Task requirements: Please arrange every line of the material below as a numbered list, leaving out any blank lines.

Data to process:
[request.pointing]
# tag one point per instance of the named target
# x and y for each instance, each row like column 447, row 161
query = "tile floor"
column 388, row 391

Task response:
1. [request.pointing]
2. # tag one point per instance of the named target
3. # x and y for each instance, each row like column 447, row 161
4. query = "tile floor"
5. column 388, row 391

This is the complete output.